##### Reading passage #####

'I'm sorry . . . with what??'
'Eaosivaljvlkajsviwjv Bkcvalkjvalwkj' our visiting pediatrician repeated himself.
'Sure, okay, I guess . . . but you're going to have to write that down for me!'
Epidermolysis Bullosa, Dowling-Meara Type.
It's a rare genetic abnormality. VERY rare, in fact. And baby's skin is literally blistering and sloughing off wherever he is touched.
According to a website committed to research of the disease,
Epidermolysis Bullosa (EB) is a genetic condition where the skin breaks at the slightest touch, causing painful, open blisters and wounds. EB can mean a life of extreme pain, disability and, at its worst it is fatal in infancy.Basically, the epidermis (top layer of the skin) separates from the dermis (the deeper layer) due to a protein (keratin) malfunction. And if we're not careful, baby's going to end up looking like a little raw tomato . . . but even worse than how he'll look is how he will feel. Raw nerve endings will leave this helpless one in agonizing pain.

##### Entries shown #####

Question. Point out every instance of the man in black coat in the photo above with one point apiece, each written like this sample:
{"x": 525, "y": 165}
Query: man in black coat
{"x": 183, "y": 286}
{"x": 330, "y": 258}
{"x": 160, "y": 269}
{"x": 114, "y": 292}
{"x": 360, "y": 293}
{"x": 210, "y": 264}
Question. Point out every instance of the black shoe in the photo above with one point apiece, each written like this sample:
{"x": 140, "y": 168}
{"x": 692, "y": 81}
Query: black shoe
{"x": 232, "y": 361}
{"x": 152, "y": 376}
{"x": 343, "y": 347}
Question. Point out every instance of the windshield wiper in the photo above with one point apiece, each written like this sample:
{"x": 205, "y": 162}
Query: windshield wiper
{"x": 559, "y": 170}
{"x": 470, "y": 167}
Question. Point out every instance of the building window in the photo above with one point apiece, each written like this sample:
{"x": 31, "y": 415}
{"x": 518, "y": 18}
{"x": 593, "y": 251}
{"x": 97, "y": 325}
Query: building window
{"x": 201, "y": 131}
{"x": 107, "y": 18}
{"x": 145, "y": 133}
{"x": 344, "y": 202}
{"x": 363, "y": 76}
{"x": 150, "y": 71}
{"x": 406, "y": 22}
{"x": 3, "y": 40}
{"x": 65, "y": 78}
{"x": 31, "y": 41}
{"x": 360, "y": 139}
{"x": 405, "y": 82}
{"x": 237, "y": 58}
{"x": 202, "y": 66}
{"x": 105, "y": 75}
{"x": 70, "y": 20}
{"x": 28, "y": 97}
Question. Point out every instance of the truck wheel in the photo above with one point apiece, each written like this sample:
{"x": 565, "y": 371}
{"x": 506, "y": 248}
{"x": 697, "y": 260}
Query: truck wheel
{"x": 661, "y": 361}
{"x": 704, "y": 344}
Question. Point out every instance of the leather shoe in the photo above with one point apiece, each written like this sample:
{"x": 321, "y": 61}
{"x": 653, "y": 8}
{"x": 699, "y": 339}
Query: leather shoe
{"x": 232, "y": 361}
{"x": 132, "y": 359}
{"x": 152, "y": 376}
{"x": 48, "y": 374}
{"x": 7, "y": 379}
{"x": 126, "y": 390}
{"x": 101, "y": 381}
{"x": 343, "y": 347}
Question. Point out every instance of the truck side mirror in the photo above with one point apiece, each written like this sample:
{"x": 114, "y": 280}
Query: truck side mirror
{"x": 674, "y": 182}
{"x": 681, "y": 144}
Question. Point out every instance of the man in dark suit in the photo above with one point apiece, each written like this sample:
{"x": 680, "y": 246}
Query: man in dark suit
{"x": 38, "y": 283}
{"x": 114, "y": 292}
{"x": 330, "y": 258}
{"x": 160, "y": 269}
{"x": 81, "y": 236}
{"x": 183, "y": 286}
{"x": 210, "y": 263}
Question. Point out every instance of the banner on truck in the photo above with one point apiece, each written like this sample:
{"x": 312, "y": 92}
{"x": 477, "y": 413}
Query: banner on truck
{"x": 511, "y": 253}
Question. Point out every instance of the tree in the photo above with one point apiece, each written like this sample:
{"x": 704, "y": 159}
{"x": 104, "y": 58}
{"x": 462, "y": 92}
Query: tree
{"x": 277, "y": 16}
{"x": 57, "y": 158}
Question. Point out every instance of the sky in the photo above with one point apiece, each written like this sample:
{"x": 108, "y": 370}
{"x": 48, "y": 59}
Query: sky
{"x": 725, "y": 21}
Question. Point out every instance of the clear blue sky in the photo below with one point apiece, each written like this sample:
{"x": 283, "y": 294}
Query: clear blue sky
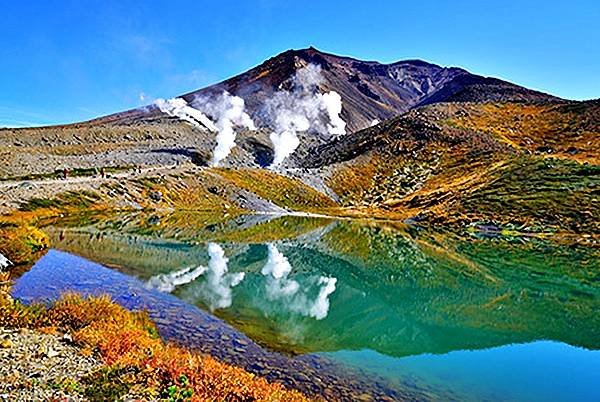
{"x": 64, "y": 61}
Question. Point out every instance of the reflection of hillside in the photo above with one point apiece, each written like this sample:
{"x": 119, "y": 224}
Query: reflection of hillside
{"x": 395, "y": 293}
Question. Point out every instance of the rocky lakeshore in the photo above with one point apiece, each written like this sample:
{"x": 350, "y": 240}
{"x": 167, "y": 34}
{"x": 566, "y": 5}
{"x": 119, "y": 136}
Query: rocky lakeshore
{"x": 36, "y": 366}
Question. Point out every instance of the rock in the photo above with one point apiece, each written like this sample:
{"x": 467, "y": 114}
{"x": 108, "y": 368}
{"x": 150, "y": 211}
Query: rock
{"x": 156, "y": 196}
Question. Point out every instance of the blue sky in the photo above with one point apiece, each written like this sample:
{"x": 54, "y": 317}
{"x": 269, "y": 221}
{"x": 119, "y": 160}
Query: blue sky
{"x": 65, "y": 61}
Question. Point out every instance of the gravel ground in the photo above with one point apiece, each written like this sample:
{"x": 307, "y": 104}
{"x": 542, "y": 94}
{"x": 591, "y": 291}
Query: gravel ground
{"x": 32, "y": 364}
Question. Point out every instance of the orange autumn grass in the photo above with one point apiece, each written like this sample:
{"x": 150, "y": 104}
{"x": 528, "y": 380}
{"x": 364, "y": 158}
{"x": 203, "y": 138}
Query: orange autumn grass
{"x": 128, "y": 340}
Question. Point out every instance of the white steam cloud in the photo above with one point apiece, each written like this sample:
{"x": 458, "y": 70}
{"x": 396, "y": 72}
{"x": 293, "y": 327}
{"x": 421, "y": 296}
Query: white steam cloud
{"x": 280, "y": 287}
{"x": 216, "y": 290}
{"x": 178, "y": 107}
{"x": 302, "y": 109}
{"x": 168, "y": 282}
{"x": 228, "y": 111}
{"x": 4, "y": 262}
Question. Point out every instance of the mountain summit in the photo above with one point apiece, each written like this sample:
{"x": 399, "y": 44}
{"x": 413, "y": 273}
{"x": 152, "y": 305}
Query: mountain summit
{"x": 370, "y": 91}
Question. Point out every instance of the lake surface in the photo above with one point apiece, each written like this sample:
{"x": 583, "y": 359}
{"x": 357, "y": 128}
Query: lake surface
{"x": 413, "y": 314}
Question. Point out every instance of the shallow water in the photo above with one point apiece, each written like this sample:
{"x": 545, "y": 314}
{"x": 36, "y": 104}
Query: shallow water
{"x": 434, "y": 315}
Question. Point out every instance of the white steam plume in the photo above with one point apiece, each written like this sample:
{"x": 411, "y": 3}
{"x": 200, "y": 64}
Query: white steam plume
{"x": 303, "y": 109}
{"x": 168, "y": 282}
{"x": 178, "y": 107}
{"x": 228, "y": 111}
{"x": 280, "y": 287}
{"x": 216, "y": 290}
{"x": 4, "y": 262}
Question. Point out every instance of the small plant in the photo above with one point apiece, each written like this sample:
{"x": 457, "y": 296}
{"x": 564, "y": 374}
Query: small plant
{"x": 180, "y": 392}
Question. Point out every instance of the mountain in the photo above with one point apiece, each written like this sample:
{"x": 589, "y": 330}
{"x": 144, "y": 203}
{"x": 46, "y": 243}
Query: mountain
{"x": 370, "y": 90}
{"x": 451, "y": 146}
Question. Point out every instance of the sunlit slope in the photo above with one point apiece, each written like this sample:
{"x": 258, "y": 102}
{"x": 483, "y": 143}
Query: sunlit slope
{"x": 529, "y": 165}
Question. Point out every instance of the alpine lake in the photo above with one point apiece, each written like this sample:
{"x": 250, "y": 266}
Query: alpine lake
{"x": 348, "y": 309}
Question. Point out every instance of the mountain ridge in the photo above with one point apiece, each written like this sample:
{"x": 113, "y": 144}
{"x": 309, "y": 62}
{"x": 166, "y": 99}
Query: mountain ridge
{"x": 370, "y": 90}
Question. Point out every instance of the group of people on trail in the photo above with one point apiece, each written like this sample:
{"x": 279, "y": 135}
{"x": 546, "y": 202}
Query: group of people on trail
{"x": 101, "y": 172}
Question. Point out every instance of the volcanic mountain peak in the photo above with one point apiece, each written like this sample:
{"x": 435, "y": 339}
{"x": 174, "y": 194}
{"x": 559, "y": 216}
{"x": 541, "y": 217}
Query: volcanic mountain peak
{"x": 369, "y": 90}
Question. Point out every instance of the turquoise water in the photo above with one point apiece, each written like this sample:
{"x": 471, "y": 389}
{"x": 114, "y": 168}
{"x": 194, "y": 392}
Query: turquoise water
{"x": 481, "y": 318}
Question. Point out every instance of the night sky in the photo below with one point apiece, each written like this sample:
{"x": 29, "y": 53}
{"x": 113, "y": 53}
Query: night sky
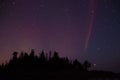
{"x": 80, "y": 29}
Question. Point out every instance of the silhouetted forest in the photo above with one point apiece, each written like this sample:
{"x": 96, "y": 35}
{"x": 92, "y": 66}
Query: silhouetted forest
{"x": 48, "y": 66}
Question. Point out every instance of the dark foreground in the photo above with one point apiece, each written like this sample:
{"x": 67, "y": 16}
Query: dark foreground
{"x": 50, "y": 67}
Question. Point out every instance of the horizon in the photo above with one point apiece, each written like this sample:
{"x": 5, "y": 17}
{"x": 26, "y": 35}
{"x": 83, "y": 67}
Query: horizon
{"x": 79, "y": 29}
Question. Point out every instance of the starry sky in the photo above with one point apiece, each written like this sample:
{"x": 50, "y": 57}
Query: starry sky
{"x": 80, "y": 29}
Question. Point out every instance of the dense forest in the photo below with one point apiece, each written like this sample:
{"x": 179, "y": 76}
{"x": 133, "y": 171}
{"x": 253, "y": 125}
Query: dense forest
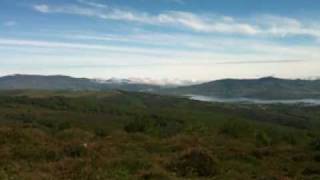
{"x": 125, "y": 135}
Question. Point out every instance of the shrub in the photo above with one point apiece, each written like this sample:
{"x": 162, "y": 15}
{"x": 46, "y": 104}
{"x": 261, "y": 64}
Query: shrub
{"x": 136, "y": 126}
{"x": 236, "y": 129}
{"x": 262, "y": 139}
{"x": 315, "y": 144}
{"x": 100, "y": 132}
{"x": 195, "y": 162}
{"x": 75, "y": 150}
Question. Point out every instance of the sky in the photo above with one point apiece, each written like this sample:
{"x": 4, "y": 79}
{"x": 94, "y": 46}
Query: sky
{"x": 196, "y": 40}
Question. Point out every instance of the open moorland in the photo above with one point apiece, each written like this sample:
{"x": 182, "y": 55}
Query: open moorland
{"x": 125, "y": 135}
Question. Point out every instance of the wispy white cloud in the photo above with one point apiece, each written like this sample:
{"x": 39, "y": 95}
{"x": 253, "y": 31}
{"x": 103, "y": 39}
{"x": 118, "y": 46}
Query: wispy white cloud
{"x": 266, "y": 25}
{"x": 10, "y": 23}
{"x": 173, "y": 18}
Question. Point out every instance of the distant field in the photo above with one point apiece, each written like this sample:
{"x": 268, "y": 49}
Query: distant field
{"x": 121, "y": 135}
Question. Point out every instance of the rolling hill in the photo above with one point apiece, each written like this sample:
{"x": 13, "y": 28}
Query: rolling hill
{"x": 264, "y": 88}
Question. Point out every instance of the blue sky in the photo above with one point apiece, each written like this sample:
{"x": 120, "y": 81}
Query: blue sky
{"x": 161, "y": 39}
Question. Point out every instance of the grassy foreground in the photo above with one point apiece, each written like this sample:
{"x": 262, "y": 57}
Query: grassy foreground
{"x": 121, "y": 135}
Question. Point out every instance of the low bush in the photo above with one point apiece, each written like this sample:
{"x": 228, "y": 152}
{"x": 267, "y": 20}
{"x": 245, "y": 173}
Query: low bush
{"x": 194, "y": 163}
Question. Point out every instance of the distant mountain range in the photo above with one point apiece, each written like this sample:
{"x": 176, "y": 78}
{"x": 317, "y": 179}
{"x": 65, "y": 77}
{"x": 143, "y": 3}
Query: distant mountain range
{"x": 37, "y": 82}
{"x": 264, "y": 88}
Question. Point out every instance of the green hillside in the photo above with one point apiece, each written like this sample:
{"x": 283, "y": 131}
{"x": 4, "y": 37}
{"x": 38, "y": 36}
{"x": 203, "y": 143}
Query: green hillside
{"x": 122, "y": 135}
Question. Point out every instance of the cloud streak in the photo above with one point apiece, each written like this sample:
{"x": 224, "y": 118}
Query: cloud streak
{"x": 266, "y": 25}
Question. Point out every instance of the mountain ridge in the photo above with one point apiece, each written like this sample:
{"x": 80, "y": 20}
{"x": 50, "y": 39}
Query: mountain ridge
{"x": 262, "y": 88}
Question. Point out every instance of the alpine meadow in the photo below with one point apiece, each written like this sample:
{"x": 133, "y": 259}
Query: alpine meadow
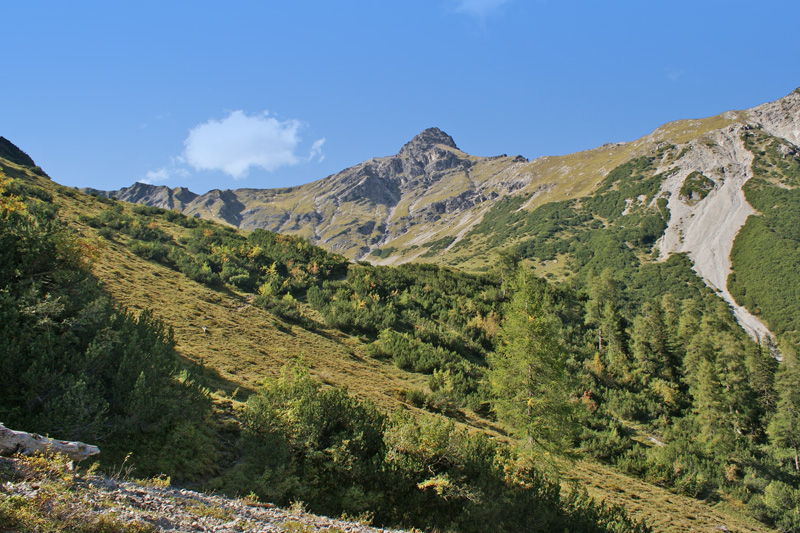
{"x": 602, "y": 341}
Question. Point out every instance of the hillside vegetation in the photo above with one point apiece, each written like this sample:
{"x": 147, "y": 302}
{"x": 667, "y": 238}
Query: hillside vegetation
{"x": 633, "y": 364}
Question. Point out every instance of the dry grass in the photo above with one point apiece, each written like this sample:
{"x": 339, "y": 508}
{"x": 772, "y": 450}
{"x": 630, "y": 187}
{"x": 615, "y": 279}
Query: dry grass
{"x": 244, "y": 344}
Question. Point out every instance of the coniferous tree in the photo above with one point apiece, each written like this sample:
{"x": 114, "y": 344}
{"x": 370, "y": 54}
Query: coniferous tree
{"x": 784, "y": 428}
{"x": 528, "y": 373}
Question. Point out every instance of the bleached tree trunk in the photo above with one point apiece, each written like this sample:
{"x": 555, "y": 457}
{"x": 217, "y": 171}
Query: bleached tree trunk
{"x": 12, "y": 442}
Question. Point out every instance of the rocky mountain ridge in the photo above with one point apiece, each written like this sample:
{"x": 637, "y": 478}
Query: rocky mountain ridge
{"x": 423, "y": 201}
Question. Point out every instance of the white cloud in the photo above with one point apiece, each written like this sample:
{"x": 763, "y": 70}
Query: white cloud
{"x": 240, "y": 142}
{"x": 164, "y": 174}
{"x": 156, "y": 176}
{"x": 316, "y": 151}
{"x": 673, "y": 74}
{"x": 478, "y": 8}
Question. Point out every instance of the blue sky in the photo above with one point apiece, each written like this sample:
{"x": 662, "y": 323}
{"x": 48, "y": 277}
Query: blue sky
{"x": 272, "y": 94}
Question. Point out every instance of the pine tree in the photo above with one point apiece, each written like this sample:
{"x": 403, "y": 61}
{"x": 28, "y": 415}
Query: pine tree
{"x": 528, "y": 373}
{"x": 784, "y": 428}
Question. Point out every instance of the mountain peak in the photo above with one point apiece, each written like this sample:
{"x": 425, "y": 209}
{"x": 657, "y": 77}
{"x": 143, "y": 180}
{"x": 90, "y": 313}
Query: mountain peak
{"x": 428, "y": 138}
{"x": 9, "y": 150}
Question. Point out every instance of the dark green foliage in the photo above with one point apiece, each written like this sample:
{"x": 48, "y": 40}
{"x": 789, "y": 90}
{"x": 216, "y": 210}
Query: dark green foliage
{"x": 77, "y": 367}
{"x": 766, "y": 251}
{"x": 339, "y": 455}
{"x": 529, "y": 372}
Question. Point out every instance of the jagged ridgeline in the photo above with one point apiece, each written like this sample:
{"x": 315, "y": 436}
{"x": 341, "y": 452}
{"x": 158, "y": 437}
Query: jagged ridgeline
{"x": 624, "y": 352}
{"x": 82, "y": 367}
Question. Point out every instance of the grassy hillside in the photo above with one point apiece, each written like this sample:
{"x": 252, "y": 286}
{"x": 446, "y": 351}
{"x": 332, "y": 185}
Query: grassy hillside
{"x": 244, "y": 325}
{"x": 766, "y": 252}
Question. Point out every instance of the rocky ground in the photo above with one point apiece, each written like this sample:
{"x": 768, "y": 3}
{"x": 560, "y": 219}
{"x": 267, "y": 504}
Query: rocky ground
{"x": 92, "y": 500}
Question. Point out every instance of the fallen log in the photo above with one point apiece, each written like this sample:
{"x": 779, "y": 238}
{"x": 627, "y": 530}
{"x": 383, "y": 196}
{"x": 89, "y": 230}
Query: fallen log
{"x": 12, "y": 442}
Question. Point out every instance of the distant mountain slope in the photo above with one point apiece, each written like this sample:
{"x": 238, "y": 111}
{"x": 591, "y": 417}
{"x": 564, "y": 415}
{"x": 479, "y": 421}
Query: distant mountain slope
{"x": 431, "y": 200}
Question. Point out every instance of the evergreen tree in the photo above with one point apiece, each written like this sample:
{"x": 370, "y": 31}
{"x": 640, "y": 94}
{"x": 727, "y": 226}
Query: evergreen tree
{"x": 784, "y": 428}
{"x": 528, "y": 373}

#####

» Assignment:
Retype the passage on Epidermolysis Bullosa word for word, starting with "It's a rare" and going on through "in agonizing pain.". You will not need the data to complete this work.

» Task output:
It's a rare genetic abnormality. VERY rare, in fact. And baby's skin is literally blistering and sloughing off wherever he is touched.
According to a website committed to research of the disease,
Epidermolysis Bullosa (EB) is a genetic condition where the skin breaks at the slightest touch, causing painful, open blisters and wounds. EB can mean a life of extreme pain, disability and, at its worst it is fatal in infancy.Basically, the epidermis (top layer of the skin) separates from the dermis (the deeper layer) due to a protein (keratin) malfunction. And if we're not careful, baby's going to end up looking like a little raw tomato . . . but even worse than how he'll look is how he will feel. Raw nerve endings will leave this helpless one in agonizing pain.